▶ TEXT BLOCK

BEGIN

Once your diaper bag is clean and dry, neatly place the items in the bag. I like to start by putting in the items I’m least likely to use first. So I would start with a shirt for mom/dad, then the extra outfit for baby. The burp rag would go next on top of that. I would stack each item on top of eachother, then place that stack inside the diaper bag. I like to put my diapers in so I can see the crotch of the diaper sticking up. Some people prefer to stack them one on top of the other, but this is just my preferred method. On the outside edge ot the bag, I place the plastic wipes container and my neatly folded wetbag.

Those are the very basics of packing a cloth diaper bag. Of course, depending on the number of children you have, you may have to add more diapers or cloth training pants (as I do). Depending on the age of your baby/children, you may want a sippy cup, bottle, bib, toys, or snacks. Outside pockets are great for these items! I make great use out of the outside pockets on our diaper bags!

Laura’s Bio:  Laura is a wife and stay-at-home mother to her 3 daughters. She enjoys cloth diapering, bike riding, reading, walking, and arts & crafts.

END

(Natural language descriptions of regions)
BEGIN

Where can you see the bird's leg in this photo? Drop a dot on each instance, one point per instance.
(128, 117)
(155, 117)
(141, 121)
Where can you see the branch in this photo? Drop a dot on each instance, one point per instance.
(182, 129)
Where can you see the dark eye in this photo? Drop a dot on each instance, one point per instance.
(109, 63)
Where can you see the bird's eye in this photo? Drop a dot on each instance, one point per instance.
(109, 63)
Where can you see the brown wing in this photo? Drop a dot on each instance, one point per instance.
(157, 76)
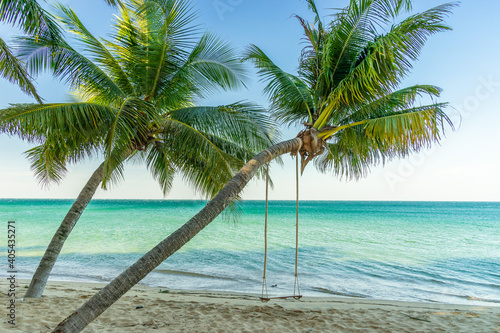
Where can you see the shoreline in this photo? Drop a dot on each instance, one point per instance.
(146, 309)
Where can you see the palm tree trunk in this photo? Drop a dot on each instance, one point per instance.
(135, 273)
(42, 273)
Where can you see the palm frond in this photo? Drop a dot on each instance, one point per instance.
(398, 100)
(13, 70)
(290, 97)
(160, 166)
(101, 55)
(242, 123)
(30, 17)
(214, 63)
(91, 81)
(131, 130)
(396, 135)
(71, 121)
(383, 63)
(202, 162)
(46, 163)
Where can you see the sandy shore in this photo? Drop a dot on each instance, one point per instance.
(145, 309)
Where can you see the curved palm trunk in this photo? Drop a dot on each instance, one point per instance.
(135, 273)
(42, 273)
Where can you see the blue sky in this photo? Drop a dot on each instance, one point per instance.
(464, 62)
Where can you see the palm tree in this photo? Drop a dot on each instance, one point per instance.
(346, 93)
(31, 18)
(138, 94)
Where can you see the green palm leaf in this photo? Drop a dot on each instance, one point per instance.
(37, 122)
(13, 70)
(286, 91)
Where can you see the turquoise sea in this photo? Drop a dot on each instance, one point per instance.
(410, 251)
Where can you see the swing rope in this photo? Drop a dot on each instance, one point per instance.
(264, 283)
(296, 286)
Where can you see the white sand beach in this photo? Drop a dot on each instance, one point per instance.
(146, 309)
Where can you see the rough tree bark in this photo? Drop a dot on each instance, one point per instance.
(44, 269)
(96, 305)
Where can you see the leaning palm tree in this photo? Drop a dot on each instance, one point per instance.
(348, 97)
(137, 96)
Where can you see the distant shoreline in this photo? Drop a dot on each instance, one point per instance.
(144, 308)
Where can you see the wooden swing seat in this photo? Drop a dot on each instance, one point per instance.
(267, 299)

END

▶ AIM OF THE EXERCISE
Answer these questions about the diaper bag text above.
(a) Which item does the writer start with when placing things in the bag?
(b) Where does the writer put the plastic wipes container and the folded wetbag?
(c) How many daughters does Laura have?

▶ REPLY TO THE TASK
(a) A shirt for mom/dad.
(b) On the outside edge of the bag.
(c) Three.